§ **Task goal**:
Write out the data below word for word, starting at the line that contains "In this picture, where can the muddy" and continuing through the last line, with both ends included.

Rows from a pointing dataset
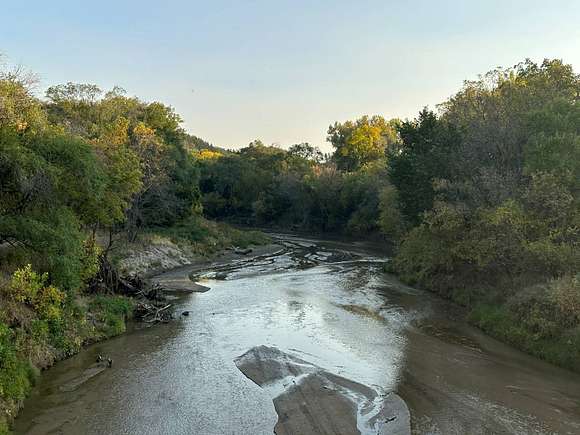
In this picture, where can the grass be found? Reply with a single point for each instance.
(561, 348)
(210, 237)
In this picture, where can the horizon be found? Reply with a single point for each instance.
(283, 73)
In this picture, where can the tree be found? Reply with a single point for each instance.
(426, 152)
(362, 141)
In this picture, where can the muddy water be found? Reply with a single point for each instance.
(329, 306)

§ **Response to the task**:
In this picture, where can the muddy water be found? Reply with a single point for each instance.
(329, 306)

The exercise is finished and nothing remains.